Reproduce the rows below without the pictures, swapping every "Detection output" for "Box results" and keeping everything else unchanged.
******************************
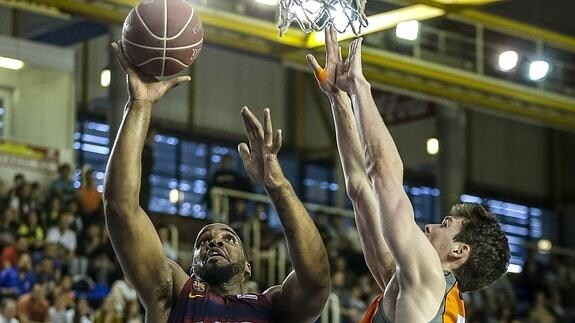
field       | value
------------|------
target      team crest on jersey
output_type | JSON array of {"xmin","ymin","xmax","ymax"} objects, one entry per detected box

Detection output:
[
  {"xmin": 192, "ymin": 280, "xmax": 206, "ymax": 293},
  {"xmin": 237, "ymin": 294, "xmax": 258, "ymax": 300}
]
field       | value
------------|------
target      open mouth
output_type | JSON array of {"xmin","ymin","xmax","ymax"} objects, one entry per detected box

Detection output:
[{"xmin": 206, "ymin": 249, "xmax": 227, "ymax": 259}]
******************************
= In response =
field       | value
------------|------
target      team crest on jersey
output_type | JSON array of {"xmin","ymin","xmax","ymax"} objects, one entry per detected box

Box results:
[
  {"xmin": 192, "ymin": 280, "xmax": 206, "ymax": 293},
  {"xmin": 237, "ymin": 294, "xmax": 258, "ymax": 300}
]
field       | value
------------|------
target      open mouth
output_type | JSON array of {"xmin","ymin","xmax","ymax"} objects, one entry per detected box

Box results:
[{"xmin": 206, "ymin": 249, "xmax": 227, "ymax": 259}]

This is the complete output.